_EXTRACT_:
:::

There are more of them circulating in the USA than in Canada these days because the RCM is actively removing them from circulation. The only people in the USA pulling them from circulation are fools like me.
Include me in the fools list. Canadian cents and all the 1983D Lincolns, especially since that last copper one found.
As a young boy with a paper route I made one cent per newspaper. The daily paper cost a nickel and Sunday was 25 cents, of which a nickel was mine. At the time a cent was worth something. All of the neighborhood stores had penny candy and candy bars sold for a nickel. Now it is tough to find one for less than a buck. Sad.
I can relate to that. I sold the "Grit" newspaper, a weekly out of Pa. I had 35 customers and kept 3 cents per paper back in the 60's. It would buy me five 12 cent comic books and rest was for penny candy. I thought I was king of the hill!
It's been quite a few decades since I was a young boy, and I have no idea what paper boys earn today, but certainly more than a cent.
I think we've missed the window for that. Image processing, sensors and machine learning have progressed a lot faster than the technologies for electronic implants. Why require people to get a chip, when your systems can just recognize them -- from their face, from their fingerprints, from their walk, from the patterns of warmth under their skin, from the sound of their voice, from the smell of their breath, or the taste of the DNA in their stray skin flakes.
You're missing my point. If I pay with a credit card, the store gets socked with a transaction fee plus a percentage off the top; for a very small purchase, they may actually lose money. But the credit-card cartel prevents them from passing that cost directly through to the customer, or even setting a lower limit on the size of credit-card transactions. (Yes, some merchants do it, but they're non-compliant and could be busted for it.) So: do I pay cash, selflessly helping to keep costs down for my fellow man (maybe -- still not sure about the marginal cost of handling cash)? Or do I use my charge card, which gives me 1% back plus a bunch of price and warranty protections (at a 2% or so cost to the merchant)?
The merchant cannot add the cost as a separate surcharge, so they just raise the price to cover the card company's charge.
But not on a per-transaction basis. For any given transaction, I pay the same price whether I use the card or cash.
Yes, you do. Like I said, life is not fair. Most people pay with cards. Cash payers are a minority. Majority rules. Live with it.
The store's prices are set to cover all costs and fees for each product, including your "very small purchase." They don't lose if a card is used, and they actually make money on your cash purchase.

:::

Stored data
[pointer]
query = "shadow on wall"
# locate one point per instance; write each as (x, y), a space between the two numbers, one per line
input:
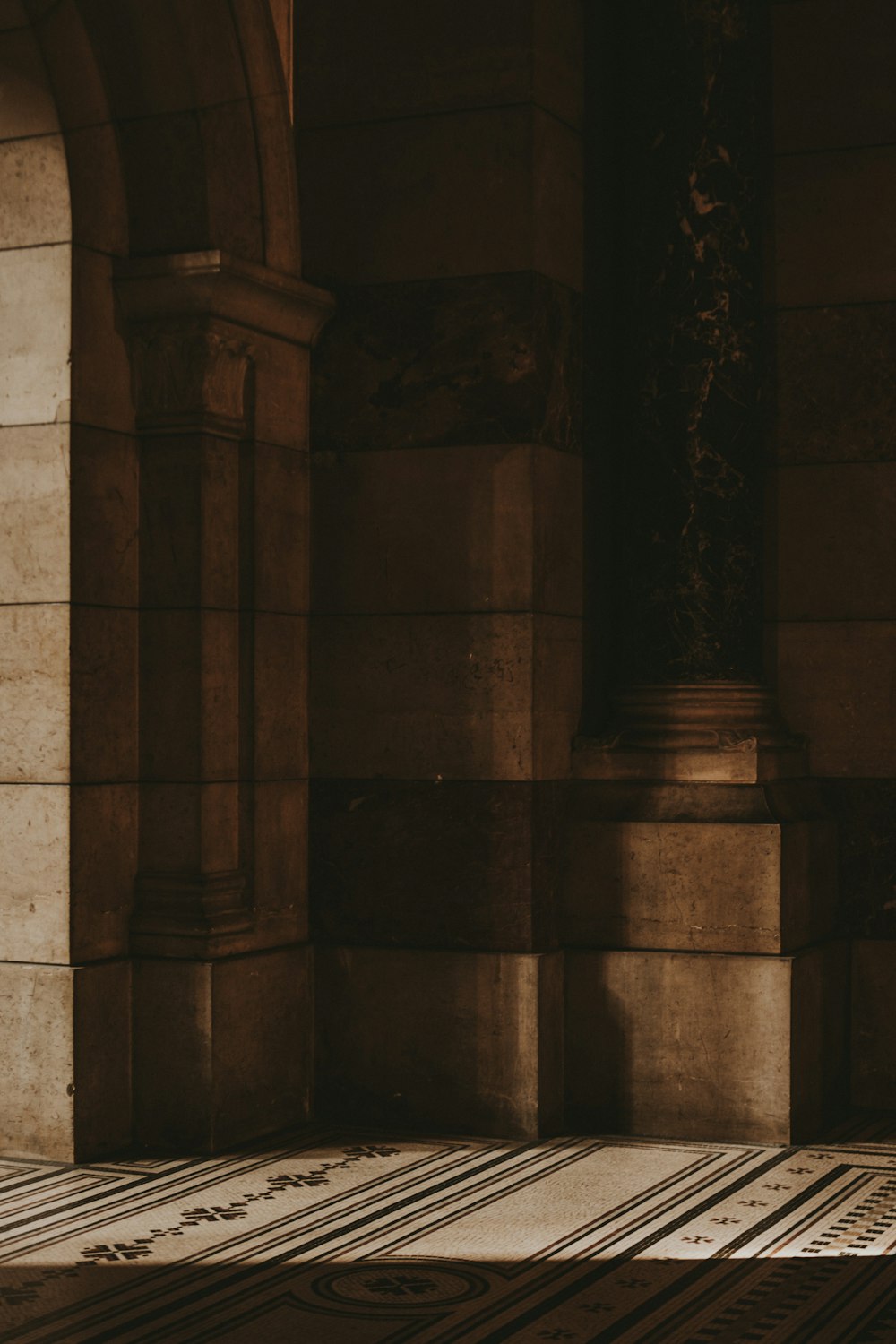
(389, 1300)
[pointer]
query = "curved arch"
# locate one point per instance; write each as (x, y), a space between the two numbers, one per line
(198, 142)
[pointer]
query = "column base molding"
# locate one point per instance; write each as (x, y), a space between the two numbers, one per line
(65, 1058)
(454, 1042)
(713, 731)
(711, 1047)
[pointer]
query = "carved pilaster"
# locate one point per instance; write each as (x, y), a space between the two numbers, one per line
(190, 375)
(712, 731)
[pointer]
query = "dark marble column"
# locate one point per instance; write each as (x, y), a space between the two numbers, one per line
(676, 371)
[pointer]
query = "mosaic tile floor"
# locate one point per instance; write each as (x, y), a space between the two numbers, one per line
(336, 1236)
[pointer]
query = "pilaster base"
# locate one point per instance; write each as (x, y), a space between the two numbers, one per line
(715, 1047)
(458, 1042)
(874, 1054)
(222, 1048)
(65, 1061)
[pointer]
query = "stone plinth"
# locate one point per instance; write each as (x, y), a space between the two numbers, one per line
(443, 1040)
(222, 1048)
(65, 1061)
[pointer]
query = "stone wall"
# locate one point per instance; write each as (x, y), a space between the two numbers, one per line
(440, 167)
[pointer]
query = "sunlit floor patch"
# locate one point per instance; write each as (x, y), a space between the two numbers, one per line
(371, 1239)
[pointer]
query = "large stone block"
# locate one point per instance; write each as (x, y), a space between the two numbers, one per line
(457, 360)
(65, 1056)
(35, 694)
(35, 335)
(34, 513)
(836, 383)
(452, 865)
(440, 56)
(222, 1048)
(34, 873)
(699, 886)
(702, 1046)
(478, 529)
(450, 696)
(105, 518)
(828, 252)
(874, 1043)
(34, 193)
(460, 1042)
(419, 177)
(834, 543)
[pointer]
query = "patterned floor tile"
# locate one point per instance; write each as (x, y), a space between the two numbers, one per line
(344, 1238)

:::

_WHAT THIS EXERCISE ASKS_:
- a) According to the thread, what are all the ways systems can recognize people without a chip?
- b) Reproduce the thread word for word, starting with "There are more" and going on through "fools like me.".
Rely on the thread alone.

_ANSWERS_:
- a)
- From their face
- From their fingerprints
- From their walk
- From the patterns of warmth under their skin
- From the sound of their voice
- From the smell of their breath
- From the taste of the DNA in their stray skin flakes

- b)
There are more of them circulating in the USA than in Canada these days because the RCM is actively removing them from circulation. The only people in the USA pulling them from circulation are fools like me.